SPEAKER_07Ooh, they're good frozen. That's a good thing.
SPEAKER_04Yeah. Plus they'll last forever.
SPEAKER_07Yeah. So yeah, I drink milk. Like, sometimes I'll have milk with dinner, and um like I've gotten heat off of that. People are like, You drink milk like for a drink? I'm like, yeah.
SPEAKER_06Well, it's just not typical for a grown man to do that in today's age. If you watch a movie from the 70s, you'll see them all drinking milk. I'm not sure.
SPEAKER_04I know the dad's got a martini.
SPEAKER_07I do 2%, 2%.
SPEAKER_04And his wife brought it to him.
SPEAKER_07Damn right.
SPEAKER_06I really only put milk if it's in like a cappuccino, like I like I like to have it with my espresso, or uh, I use it for baking.
SPEAKER_04Yes. With that, we'd like to give a shout out to all the dairy farmers listening right now here in central Pennsylvania. Don't worry, I buy I whether I drink it or not, I buy way too much of it. So I'm down.
SPEAKER_07Yeah, I like I I guess I'm one of the weird people who drinks milk just because I like it.
SPEAKER_04Remember the uh supermodels they'd get to drink, and then like the white would be the old milk mustache got it.
SPEAKER_06There was definitely white something on our models now. That's for sure.
SPEAKER_04That was a good marketing thing. So anyway, I got a box of rocks here. If you missed the show last time, our friends at Tri Luna Royal Cleaners are doing something insane. They've got these beautifully painted rocks, they've given them to me. They are beautiful, yes, very nicely painted. You'll find these uh around uh I'd say Blair County, because I'm lazy and I'm not really gonna go that much further. But you will not just find the rock if you find it, you will also find perhaps a 20, perhaps 40, perhaps 60, perhaps 80, perhaps 100, perhaps 120. Who knows how much you could find all the I don't know.
SPEAKER_06You know what's funny about this is that maybe people who don't like you are gonna be finding the rocks, and if it was just the rock, they'd probably throw it through your window. But because giving them money, they're gonna say, you know what? Now I want to be friends with JoJo.
SPEAKER_07Well, I have a prediction, so I would say, listeners, be the first person to find the first rock. Chances are all the money's gonna be in there because only once I do this once.
SPEAKER_04Yeah, yeah, Dominic's gonna be calling me up, like, yo, dude, I gave you like eight rocks a thousand dollars under one of the.
SPEAKER_06He's just gonna be driving and throwing them out his window.
SPEAKER_04Like, man, I was tired. So, what I'm gonna do is you're gonna go uh to my Facebook page, just facebook.com slash jojo worldwide, and I will show not me, but my hand putting this somewhere, and hopefully you can maybe it'll be monopoly money by the time it gets there. But hopefully you can look at the surroundings of where I'm putting it and at your own risk, go and try to be the first one to get it. Now, if you are, it's yours to keep. No obligation, you don't have to do anything. I'm just asking if you do find one, throw it in the comment section under the video so we at least know who scored it.
SPEAKER_07So that's giving out clues to where the rock might be.

· · · ·

◆ Short task
Answer these questions using the transcript:
1. What kind of milk does one speaker say they drink?
2. Which business is behind the painted rocks?
3. Around which county will the rocks be placed?
The data after the transcript is separate material with no connection to it.

◆ Available data
· · · ·

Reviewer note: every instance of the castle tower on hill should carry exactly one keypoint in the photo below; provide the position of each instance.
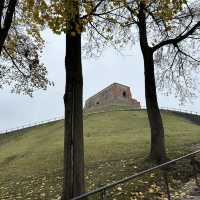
(114, 95)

· · · ·

◆ Expected answer
1. 2% milk.
2. Tri Luna Royal Cleaners.
3. Blair County.